■ TEXT FOR ANALYSIS ■
________
Bike Poster History Minute from ARTCRANK on Vimeo.

You can also win contests online, just by tweeting a favorite photo on Instagram and Twitter. I won a bike from Clif Bar's contest by sharing a photo hiking with my son while we were eating Clif Mojo Bars. @ClifBar and @PublicBikes are great on Twitter and Instagram for cycling inspiration in the Bay Area and beyond.
The same is true for @greenpitcher and my other accounts.  By filtering what I share and who I follow, I can learn a lot about this topic from online media very quickly and with precision.

I can do a Twitter Search for "organic" and post things I find that day that are interesting on @artonthefarm.  I can follow organic companies and share their tweets of interest.  I can search for "bike art" and Retweet those findings to the bike channel.  The one thing I always do is research things and read them before I retweet them.  I won't retweet things I have not read myself.

What is the downside to all this online tweeting and filtering and having different channels?
________
■ Dataset entries ■
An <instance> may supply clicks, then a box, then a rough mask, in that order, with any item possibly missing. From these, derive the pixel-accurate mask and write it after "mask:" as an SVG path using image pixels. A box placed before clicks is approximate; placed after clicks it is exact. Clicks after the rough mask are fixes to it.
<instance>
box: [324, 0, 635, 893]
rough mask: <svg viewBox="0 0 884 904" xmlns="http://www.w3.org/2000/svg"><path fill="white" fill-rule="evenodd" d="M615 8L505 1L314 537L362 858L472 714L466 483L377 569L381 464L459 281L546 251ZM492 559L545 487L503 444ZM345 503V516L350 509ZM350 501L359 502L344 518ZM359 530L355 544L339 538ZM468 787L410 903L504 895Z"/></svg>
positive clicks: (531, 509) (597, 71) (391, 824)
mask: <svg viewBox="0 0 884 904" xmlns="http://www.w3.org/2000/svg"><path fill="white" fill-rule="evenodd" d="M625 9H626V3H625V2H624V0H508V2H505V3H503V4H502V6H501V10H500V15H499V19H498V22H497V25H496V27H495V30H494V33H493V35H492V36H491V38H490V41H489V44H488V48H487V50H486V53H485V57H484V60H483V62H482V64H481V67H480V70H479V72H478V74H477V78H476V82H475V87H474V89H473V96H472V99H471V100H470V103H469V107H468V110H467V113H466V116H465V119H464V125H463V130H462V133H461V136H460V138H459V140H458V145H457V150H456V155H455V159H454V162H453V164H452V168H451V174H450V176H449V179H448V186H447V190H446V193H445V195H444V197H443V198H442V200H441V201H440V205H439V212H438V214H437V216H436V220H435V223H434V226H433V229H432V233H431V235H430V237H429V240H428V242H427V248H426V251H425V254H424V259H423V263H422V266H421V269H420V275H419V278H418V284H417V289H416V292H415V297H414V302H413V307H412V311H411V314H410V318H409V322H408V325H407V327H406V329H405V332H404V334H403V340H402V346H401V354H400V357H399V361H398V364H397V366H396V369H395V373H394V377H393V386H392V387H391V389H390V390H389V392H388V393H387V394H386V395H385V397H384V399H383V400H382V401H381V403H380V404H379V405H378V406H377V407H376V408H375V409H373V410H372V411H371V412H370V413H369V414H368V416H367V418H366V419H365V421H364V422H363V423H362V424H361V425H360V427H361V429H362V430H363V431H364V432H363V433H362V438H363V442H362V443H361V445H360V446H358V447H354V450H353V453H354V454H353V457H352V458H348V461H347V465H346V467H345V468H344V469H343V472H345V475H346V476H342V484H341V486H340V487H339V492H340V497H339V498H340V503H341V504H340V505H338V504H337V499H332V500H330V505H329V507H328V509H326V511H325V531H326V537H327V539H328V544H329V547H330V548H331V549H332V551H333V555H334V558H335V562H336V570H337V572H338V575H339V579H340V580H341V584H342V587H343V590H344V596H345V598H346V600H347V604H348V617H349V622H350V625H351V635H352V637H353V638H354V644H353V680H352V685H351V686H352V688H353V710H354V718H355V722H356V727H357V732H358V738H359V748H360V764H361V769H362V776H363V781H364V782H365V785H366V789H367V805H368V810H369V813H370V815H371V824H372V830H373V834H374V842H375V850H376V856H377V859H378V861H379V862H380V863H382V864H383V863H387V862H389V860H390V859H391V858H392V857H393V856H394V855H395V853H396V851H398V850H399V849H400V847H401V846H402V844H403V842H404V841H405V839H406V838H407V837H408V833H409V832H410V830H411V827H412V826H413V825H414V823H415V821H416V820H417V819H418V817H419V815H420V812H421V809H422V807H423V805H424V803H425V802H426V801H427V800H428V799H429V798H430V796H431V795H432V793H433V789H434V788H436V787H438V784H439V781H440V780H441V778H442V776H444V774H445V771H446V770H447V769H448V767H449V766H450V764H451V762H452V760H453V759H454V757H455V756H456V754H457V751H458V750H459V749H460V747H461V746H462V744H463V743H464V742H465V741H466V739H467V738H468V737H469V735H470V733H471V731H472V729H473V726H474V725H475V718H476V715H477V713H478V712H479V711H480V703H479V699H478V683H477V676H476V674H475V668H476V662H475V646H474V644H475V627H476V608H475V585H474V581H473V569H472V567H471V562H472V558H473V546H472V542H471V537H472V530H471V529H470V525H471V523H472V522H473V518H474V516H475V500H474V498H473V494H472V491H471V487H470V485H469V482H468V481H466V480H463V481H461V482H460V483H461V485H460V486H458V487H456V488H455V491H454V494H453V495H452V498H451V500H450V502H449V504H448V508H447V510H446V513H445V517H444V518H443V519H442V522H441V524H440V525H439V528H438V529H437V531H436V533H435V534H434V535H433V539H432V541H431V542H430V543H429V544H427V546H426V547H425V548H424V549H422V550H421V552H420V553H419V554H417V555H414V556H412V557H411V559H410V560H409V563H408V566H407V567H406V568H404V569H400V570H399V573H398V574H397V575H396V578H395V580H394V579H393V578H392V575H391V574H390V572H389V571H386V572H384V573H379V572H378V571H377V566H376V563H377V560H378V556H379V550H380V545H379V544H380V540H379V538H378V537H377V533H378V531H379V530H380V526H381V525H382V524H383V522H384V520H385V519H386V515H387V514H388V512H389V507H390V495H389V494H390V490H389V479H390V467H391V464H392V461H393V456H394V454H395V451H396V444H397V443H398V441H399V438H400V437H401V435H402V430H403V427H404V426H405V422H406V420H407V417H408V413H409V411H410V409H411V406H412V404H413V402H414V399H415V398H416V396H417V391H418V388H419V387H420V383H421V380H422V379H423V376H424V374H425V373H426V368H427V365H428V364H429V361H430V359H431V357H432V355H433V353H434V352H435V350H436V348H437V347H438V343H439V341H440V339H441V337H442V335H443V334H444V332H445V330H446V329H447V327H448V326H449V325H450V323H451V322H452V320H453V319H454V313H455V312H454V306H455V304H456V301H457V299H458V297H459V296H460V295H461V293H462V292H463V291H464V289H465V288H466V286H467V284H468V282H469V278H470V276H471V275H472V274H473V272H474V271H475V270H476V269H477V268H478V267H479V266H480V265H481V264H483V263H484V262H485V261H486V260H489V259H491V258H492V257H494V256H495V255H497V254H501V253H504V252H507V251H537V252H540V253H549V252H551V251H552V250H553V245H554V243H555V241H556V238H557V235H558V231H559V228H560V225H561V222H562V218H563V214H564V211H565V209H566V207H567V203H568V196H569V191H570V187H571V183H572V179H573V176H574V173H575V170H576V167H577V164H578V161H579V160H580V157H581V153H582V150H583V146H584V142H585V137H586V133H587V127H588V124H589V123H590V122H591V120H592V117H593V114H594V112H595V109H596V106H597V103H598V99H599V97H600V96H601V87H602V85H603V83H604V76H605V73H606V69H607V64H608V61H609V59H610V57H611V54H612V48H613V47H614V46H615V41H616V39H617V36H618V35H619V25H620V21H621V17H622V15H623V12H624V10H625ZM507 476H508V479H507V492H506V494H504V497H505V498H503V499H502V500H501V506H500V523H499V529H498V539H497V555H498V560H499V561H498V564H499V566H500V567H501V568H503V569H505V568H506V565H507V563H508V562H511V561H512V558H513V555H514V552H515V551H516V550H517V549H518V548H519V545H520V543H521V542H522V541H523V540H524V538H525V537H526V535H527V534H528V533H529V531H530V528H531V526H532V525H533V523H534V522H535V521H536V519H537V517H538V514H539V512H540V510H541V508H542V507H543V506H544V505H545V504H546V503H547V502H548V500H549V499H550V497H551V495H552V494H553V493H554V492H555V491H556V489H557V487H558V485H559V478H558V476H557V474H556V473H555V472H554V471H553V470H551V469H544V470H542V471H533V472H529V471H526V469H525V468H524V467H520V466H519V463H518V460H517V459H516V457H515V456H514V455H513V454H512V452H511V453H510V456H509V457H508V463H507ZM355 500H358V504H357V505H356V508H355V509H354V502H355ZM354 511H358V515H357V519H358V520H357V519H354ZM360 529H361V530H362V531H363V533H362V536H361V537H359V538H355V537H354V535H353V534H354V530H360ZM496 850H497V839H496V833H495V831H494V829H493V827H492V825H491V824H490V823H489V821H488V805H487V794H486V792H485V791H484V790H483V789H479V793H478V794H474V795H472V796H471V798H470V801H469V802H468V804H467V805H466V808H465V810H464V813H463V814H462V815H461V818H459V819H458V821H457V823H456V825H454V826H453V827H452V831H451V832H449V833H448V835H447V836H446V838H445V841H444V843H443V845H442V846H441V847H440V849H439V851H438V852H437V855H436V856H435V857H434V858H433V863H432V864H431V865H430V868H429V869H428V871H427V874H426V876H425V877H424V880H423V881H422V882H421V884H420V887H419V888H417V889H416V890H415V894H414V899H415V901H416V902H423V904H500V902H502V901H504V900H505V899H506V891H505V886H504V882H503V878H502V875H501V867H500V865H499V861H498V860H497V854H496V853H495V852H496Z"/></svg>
________
■ REQUIRED ACTION ■
Copy the passage from the text on tweeting and sharing online, from "You can also" up to and including "Area and beyond.".

■ SOLUTION ■
You can also win contests online, just by tweeting a favorite photo on Instagram and Twitter. I won a bike from Clif Bar's contest by sharing a photo hiking with my son while we were eating Clif Mojo Bars. @ClifBar and @PublicBikes are great on Twitter and Instagram for cycling inspiration in the Bay Area and beyond.